BEGIN Provided records

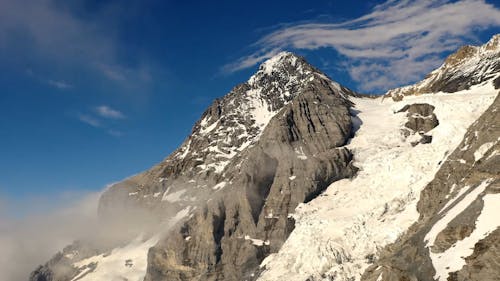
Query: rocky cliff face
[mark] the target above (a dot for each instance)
(291, 176)
(470, 65)
(256, 153)
(453, 207)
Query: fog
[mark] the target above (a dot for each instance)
(34, 230)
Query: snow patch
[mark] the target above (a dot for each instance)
(479, 153)
(453, 259)
(333, 234)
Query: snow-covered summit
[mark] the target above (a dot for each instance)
(470, 65)
(235, 121)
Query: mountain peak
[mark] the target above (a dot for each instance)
(284, 64)
(468, 66)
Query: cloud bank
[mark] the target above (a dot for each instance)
(42, 230)
(396, 43)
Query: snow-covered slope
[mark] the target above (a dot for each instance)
(338, 234)
(470, 65)
(267, 185)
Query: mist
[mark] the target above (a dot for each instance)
(33, 230)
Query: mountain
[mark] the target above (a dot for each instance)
(291, 176)
(470, 65)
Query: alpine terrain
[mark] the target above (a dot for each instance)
(291, 176)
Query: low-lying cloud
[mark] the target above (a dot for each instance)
(30, 234)
(396, 43)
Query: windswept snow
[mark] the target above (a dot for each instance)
(453, 258)
(354, 218)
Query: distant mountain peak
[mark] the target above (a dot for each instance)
(468, 66)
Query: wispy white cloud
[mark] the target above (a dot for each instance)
(62, 85)
(32, 230)
(108, 112)
(396, 43)
(90, 120)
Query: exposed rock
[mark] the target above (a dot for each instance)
(236, 231)
(484, 263)
(408, 258)
(255, 154)
(469, 66)
(421, 120)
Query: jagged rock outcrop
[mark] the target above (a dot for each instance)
(473, 166)
(421, 119)
(256, 153)
(225, 199)
(470, 65)
(298, 155)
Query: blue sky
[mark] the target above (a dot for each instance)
(95, 91)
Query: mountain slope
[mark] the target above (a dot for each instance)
(376, 226)
(291, 176)
(270, 144)
(470, 65)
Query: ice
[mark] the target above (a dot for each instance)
(453, 259)
(356, 217)
(481, 151)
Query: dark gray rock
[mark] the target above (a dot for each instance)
(470, 65)
(408, 258)
(298, 155)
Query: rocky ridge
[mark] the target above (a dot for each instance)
(256, 153)
(270, 167)
(470, 65)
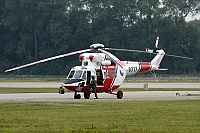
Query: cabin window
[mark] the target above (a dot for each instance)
(78, 74)
(114, 74)
(71, 74)
(84, 75)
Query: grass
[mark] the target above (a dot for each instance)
(4, 90)
(27, 90)
(114, 117)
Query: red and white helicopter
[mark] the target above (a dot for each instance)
(108, 70)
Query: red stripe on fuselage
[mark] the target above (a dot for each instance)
(98, 88)
(144, 66)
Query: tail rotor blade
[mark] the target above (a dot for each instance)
(157, 39)
(148, 51)
(48, 59)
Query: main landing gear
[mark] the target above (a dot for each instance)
(77, 96)
(119, 94)
(61, 90)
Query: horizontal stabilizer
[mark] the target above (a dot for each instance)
(161, 69)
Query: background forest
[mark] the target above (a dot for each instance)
(31, 30)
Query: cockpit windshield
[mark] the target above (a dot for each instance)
(71, 74)
(78, 74)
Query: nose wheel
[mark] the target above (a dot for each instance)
(119, 94)
(77, 96)
(86, 95)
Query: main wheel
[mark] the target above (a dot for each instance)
(78, 96)
(86, 95)
(119, 94)
(61, 91)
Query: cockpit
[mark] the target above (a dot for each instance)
(78, 74)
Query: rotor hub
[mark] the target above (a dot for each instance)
(96, 46)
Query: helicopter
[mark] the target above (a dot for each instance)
(108, 71)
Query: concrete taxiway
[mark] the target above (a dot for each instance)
(128, 96)
(138, 95)
(124, 85)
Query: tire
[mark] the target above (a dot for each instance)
(86, 95)
(78, 96)
(61, 91)
(119, 94)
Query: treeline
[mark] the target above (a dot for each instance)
(31, 30)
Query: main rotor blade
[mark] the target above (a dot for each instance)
(48, 59)
(128, 50)
(183, 57)
(138, 51)
(114, 58)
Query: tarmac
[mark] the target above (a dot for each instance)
(128, 96)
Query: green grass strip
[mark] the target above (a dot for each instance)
(101, 117)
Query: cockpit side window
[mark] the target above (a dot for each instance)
(78, 74)
(84, 75)
(71, 74)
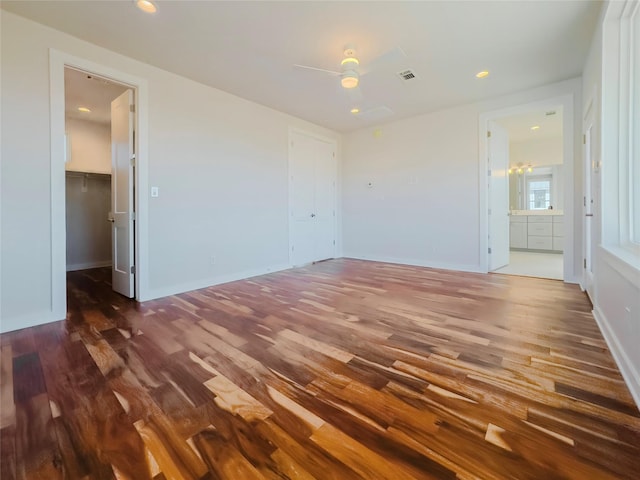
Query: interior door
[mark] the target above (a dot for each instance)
(312, 184)
(122, 206)
(498, 142)
(325, 195)
(588, 207)
(302, 200)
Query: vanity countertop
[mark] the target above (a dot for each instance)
(537, 212)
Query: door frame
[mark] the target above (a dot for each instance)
(491, 180)
(568, 142)
(58, 60)
(588, 122)
(334, 143)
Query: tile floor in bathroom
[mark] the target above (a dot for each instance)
(534, 264)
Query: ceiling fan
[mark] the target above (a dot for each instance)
(351, 70)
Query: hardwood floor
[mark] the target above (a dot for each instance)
(342, 370)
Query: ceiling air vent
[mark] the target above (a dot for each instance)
(406, 75)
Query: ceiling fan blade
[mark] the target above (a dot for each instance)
(388, 58)
(330, 72)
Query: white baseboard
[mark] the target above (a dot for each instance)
(26, 321)
(416, 263)
(152, 294)
(629, 372)
(86, 265)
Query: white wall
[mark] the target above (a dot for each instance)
(539, 152)
(219, 161)
(423, 207)
(88, 202)
(90, 146)
(616, 282)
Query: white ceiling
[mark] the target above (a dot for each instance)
(92, 92)
(249, 48)
(519, 126)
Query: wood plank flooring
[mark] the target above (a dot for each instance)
(342, 370)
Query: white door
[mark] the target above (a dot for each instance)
(588, 208)
(312, 185)
(122, 180)
(498, 142)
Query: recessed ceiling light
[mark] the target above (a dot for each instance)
(147, 6)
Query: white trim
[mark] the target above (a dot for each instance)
(57, 62)
(29, 320)
(415, 262)
(622, 262)
(334, 143)
(629, 373)
(568, 139)
(87, 265)
(213, 281)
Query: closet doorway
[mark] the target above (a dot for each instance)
(99, 176)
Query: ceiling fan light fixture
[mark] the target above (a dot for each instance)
(349, 61)
(349, 79)
(146, 6)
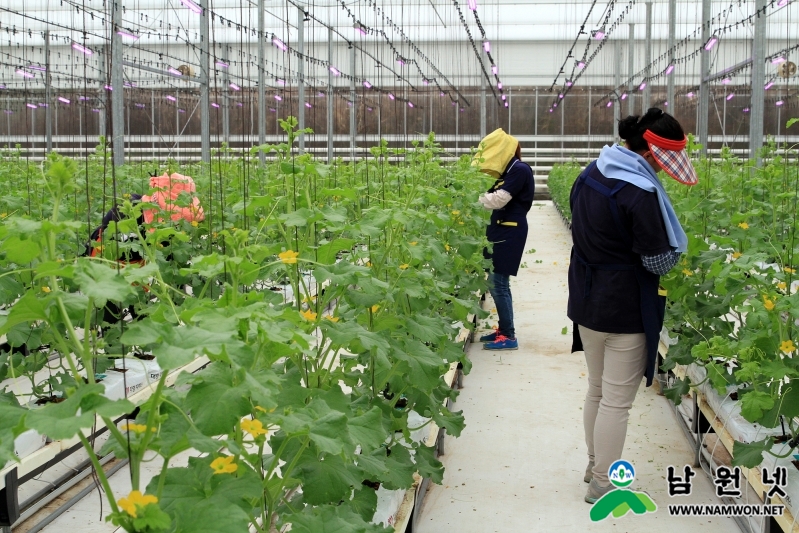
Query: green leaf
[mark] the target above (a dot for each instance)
(11, 426)
(326, 254)
(754, 404)
(367, 429)
(21, 251)
(453, 423)
(329, 432)
(212, 517)
(216, 406)
(400, 468)
(175, 346)
(364, 502)
(101, 282)
(681, 388)
(427, 464)
(151, 518)
(325, 480)
(749, 455)
(344, 193)
(27, 309)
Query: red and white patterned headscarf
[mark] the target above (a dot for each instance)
(672, 157)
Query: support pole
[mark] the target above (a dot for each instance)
(330, 99)
(301, 75)
(672, 33)
(617, 81)
(353, 126)
(430, 100)
(704, 70)
(457, 125)
(152, 119)
(118, 92)
(758, 83)
(261, 82)
(631, 70)
(103, 64)
(48, 97)
(562, 127)
(589, 118)
(482, 107)
(647, 99)
(535, 126)
(205, 83)
(225, 107)
(510, 108)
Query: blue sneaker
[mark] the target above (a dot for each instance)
(491, 337)
(502, 343)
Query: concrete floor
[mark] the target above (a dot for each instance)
(519, 464)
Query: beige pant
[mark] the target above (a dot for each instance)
(616, 364)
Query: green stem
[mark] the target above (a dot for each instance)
(109, 494)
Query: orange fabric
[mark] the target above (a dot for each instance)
(169, 188)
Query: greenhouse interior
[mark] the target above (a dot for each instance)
(334, 267)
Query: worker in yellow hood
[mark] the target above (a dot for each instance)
(495, 152)
(510, 198)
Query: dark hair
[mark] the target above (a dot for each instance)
(632, 128)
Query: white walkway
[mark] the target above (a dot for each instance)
(519, 464)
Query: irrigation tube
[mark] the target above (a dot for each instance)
(75, 499)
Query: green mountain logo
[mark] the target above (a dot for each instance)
(619, 502)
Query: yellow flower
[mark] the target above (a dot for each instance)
(136, 499)
(136, 428)
(289, 257)
(224, 465)
(253, 427)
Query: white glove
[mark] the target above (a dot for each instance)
(495, 200)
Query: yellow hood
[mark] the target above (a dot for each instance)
(496, 151)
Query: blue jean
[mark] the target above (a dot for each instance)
(499, 286)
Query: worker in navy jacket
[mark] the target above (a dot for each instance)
(625, 235)
(509, 198)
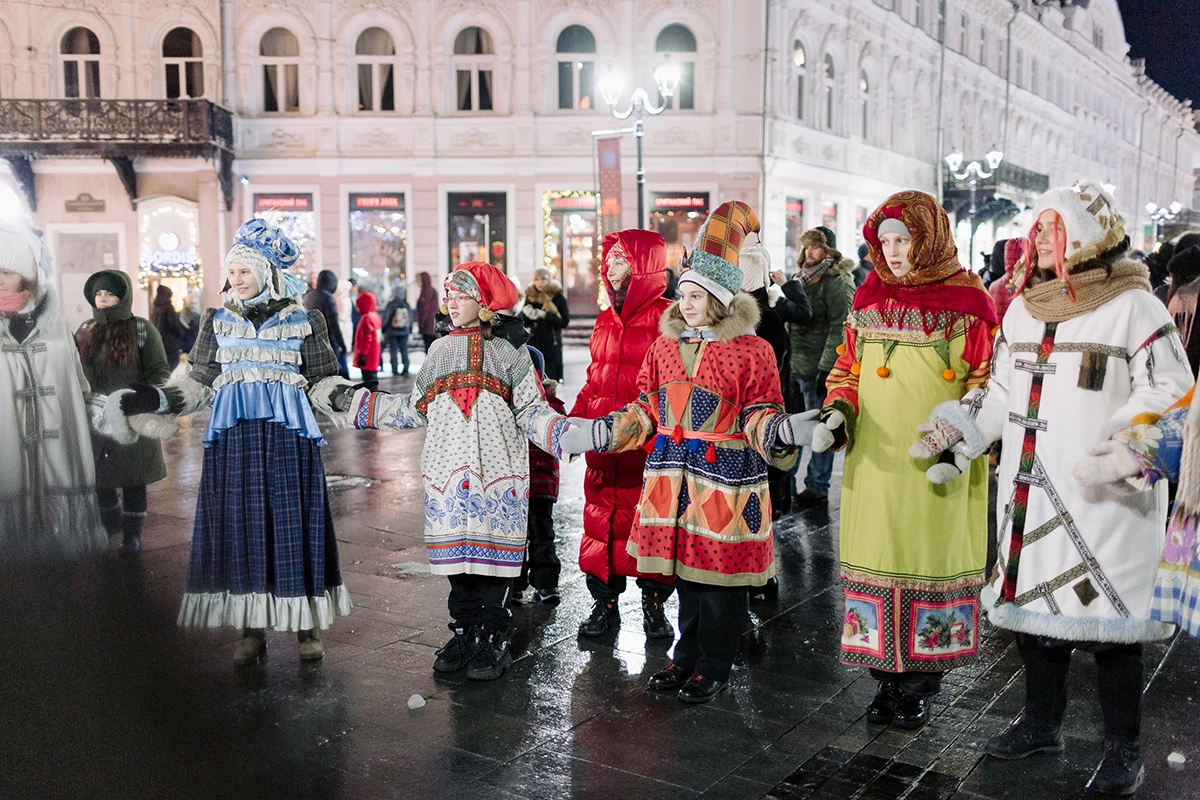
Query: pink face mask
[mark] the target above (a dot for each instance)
(13, 301)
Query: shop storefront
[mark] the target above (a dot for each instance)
(295, 216)
(677, 217)
(571, 240)
(168, 235)
(478, 228)
(378, 242)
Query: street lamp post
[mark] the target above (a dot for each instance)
(973, 173)
(666, 77)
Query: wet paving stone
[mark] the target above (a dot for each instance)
(102, 696)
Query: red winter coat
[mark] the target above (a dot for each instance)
(613, 482)
(366, 335)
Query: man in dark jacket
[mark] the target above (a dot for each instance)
(321, 298)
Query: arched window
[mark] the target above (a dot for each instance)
(280, 53)
(679, 44)
(474, 56)
(81, 64)
(375, 55)
(576, 67)
(181, 53)
(828, 91)
(864, 96)
(799, 61)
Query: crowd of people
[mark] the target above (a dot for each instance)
(697, 404)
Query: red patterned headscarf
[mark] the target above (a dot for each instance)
(937, 283)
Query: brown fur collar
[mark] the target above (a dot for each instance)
(742, 318)
(544, 300)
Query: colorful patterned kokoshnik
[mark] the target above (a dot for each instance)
(1025, 470)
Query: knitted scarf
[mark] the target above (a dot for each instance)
(1049, 302)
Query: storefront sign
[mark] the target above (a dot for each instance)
(84, 203)
(283, 203)
(679, 202)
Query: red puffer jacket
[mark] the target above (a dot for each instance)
(613, 482)
(366, 337)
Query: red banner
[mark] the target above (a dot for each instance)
(609, 155)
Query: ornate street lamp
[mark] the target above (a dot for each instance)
(973, 173)
(666, 77)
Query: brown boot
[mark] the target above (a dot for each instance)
(311, 648)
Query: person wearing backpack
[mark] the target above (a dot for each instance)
(397, 324)
(117, 350)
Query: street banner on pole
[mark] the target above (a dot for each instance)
(609, 155)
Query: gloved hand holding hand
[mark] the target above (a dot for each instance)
(798, 428)
(823, 433)
(143, 398)
(1108, 462)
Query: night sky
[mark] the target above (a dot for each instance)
(1167, 34)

END Provided records

*The task*
Pictures do not go in the copy. Write out exactly the lines from the line containing "Query: blue jean" through the last line of the listing.

*Answer to the task*
Query: blue jean
[mark] the target above (a dot for each instance)
(499, 286)
Query: worker in navy jacket
[mark] the target above (a dot for each instance)
(625, 235)
(509, 198)
Query: pink face mask
[mark] the target above (a dot for each instance)
(13, 301)
Query: shop storefront
[mark] the target above (a dot for each instance)
(295, 216)
(677, 217)
(571, 240)
(168, 235)
(478, 228)
(378, 242)
Query: street lamp post
[mark] the target above (a dot for each instance)
(973, 173)
(666, 77)
Query: wet paving stone
[mark] the target above (a dot for each instance)
(102, 696)
Query: red winter coat
[mark] the target above (a dot for each instance)
(613, 482)
(366, 335)
Query: man in dark jacket
[mark] the target above (a dot for each instance)
(321, 298)
Query: arched window
[mark] the target above (a dot for each instance)
(280, 53)
(679, 44)
(474, 56)
(81, 64)
(375, 55)
(576, 67)
(181, 53)
(828, 91)
(864, 96)
(799, 61)
Query: crowd of people
[mark] the target above (a dot for each instance)
(697, 404)
Query: red patterned headscarf
[mark] the target above (a dot for each instance)
(937, 283)
Query: brown fur collar
[mark] the target above (a dot for each instance)
(742, 318)
(544, 300)
Query: colorful patterned kokoshnik
[mark] the target above (a dot for each instance)
(1025, 470)
Query: knitted scarf
[mark] the target above (a dot for each instance)
(1049, 302)
Query: storefront sign
[mark] the target above (a dot for each instance)
(84, 203)
(283, 203)
(679, 202)
Query: red puffer jacket
[mark] the target above (a dot for each instance)
(613, 482)
(366, 337)
Query: red banner
[mark] the target above (a dot for each instance)
(609, 155)
Query: ornate street lamp
[mark] the target above (a dot for each instance)
(973, 173)
(666, 77)
Query: brown boot
[mark] the target above (a dot for each instance)
(311, 648)
Query: person wearing backpack
[mark] the target above (a dot for each instance)
(397, 324)
(117, 350)
Query: street banner on pole
[mark] the target above (a dot for each instance)
(609, 155)
Query: gloved hand holding hand
[mark] the target above (a dot for each instance)
(798, 428)
(823, 433)
(143, 398)
(1108, 462)
Query: night sky
[mark] the target above (a dot for each instance)
(1167, 34)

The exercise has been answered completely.